**EXTRAIT FOURNI**
____________
Pourtant, des réformes ont été engagées avec les plans d'ajustement structurel imposés par les institutions de Bretton Woods, et, selon la Banque mondiale, quelques résultats notables sont à mettre à l'actif des mesures libérales et monétaristes prises depuis dix ans. Parmi les pays ajustés analysés par la Banque, six connaissent une « nette amélioration » (le Ghana est considéré comme un exemple à suivre), neuf sont en « léger progrès », onze enregistrent une « détérioration » de leurs résultats macro-économiques (inflation, déficit budgétaire, taux de change). Toutefois, les violents contrastes observés et surtout la stagnation, voire l'arrêt, du processus de privatisation traduisent, toujours selon la Banque mondiale, l'insuffisance des réformes, lesquelles se heurtent, pour nombre d'observateurs, à l'inertie des États postcoloniaux et à leur mode de fonctionnement fondé sur le patrimonialisme et la corruption.
____________
**DONNÉES FOURNIES**
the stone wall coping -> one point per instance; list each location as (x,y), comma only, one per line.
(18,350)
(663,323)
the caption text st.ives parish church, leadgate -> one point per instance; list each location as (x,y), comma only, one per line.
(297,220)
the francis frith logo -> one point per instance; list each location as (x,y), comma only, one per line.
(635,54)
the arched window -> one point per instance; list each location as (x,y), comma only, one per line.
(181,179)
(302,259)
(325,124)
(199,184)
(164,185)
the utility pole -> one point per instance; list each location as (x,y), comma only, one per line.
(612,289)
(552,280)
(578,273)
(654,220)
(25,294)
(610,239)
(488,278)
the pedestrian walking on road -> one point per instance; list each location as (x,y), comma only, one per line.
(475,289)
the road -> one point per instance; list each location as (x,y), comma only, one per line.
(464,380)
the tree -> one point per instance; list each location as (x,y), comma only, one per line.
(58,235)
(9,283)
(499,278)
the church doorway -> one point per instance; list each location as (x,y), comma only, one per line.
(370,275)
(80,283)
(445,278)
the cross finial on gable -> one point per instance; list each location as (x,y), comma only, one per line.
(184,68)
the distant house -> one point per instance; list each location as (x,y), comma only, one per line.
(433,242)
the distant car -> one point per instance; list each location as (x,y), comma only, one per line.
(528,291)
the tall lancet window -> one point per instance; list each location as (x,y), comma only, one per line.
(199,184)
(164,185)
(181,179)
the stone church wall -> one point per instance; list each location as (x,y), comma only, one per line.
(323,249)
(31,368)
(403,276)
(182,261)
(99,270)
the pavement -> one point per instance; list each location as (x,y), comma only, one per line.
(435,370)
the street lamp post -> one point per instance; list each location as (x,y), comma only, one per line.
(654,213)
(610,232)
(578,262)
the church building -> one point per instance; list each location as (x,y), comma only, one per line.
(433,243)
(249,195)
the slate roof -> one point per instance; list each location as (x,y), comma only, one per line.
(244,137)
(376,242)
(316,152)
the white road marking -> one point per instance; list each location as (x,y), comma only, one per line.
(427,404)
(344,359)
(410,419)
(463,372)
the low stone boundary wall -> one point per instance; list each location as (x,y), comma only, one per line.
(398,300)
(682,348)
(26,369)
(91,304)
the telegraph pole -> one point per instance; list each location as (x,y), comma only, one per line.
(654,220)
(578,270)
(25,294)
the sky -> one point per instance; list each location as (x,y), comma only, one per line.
____________
**ÉNONCÉ DU PROBLÈME A**
Pour chacune des affirmations suivantes, dites si elle concorde avec l'extrait sur les plans d'ajustement structurel, en répondant par oui ou par non et en citant mot pour mot le passage qui tranche : (i) selon nombre d'observateurs, les réformes se heurtent à l'inertie des États postcoloniaux ; (ii) le processus de privatisation s'est accéléré ; (iii) le Ghana est présenté comme un exemple à suivre.
**ÉNONCÉ DU PROBLÈME B**
Veuillez donner la suite de l'extrait sur les plans d'ajustement structurel, à partir de sa dernière phrase.
Les lignes n'ont aucun lien avec l'extrait.

**RÉPONSE FINALE A**
(i) Oui : « lesquelles se heurtent, pour nombre d'observateurs, à l'inertie des États postcoloniaux ».
(ii) Non : « la stagnation, voire l'arrêt, du processus de privatisation ».
(iii) Oui : « le Ghana est considéré comme un exemple à suivre ».

**RÉPONSE FINALE B**
Le credo libéral monétariste et les choix macro-économiques imposés sont contestés par la CNUCED, qui préconise, dans son rapport 1994, un renforcement du rôle de l'État dans la stratégie de développement. L'ajustement structurel est aussi remis en question par de nombreux gouvernements africains, qui en supportent difficilement le coût social, et par les ONG, qui en constatent les effets souvent désastreux sur les plus démunis. Cette levée de boucliers explique peut-être les modifications du discours de la Banque mondiale, pour qui les mesures d'ajustement, même menées à bien, paraissent finalement insuffisantes pour retrouver le chemin d'une croissance forte et durable.

Vers l'embellie économique ?

Ce chemin passe-t-il par la manipulation des taux de change ? C'est ce qu'ont pensé le FMI, la Banque mondiale et le gouvernement français, qui ont imposé une dévaluation de 50 % du franc CFA, mesure entérinée lors du sommet des chefs d'État et de gouvernement des 13 pays de la zone franc (Dakar, 10-11 janvier ; les Comores ont parallèlement dévalué leur monnaie de 33 %). Adoptée dans la confusion et l'ambiguïté politique ayant succédé au décès de Félix Houphouët-Boigny, la dévaluation, nécessaire mais mal préparée et mal expliquée, fut un choc, désorientant les populations et enclenchant parfois de violentes manifestations de rue (Sénégal, Gabon). Dix mois après, quel bilan peut-on dresser ?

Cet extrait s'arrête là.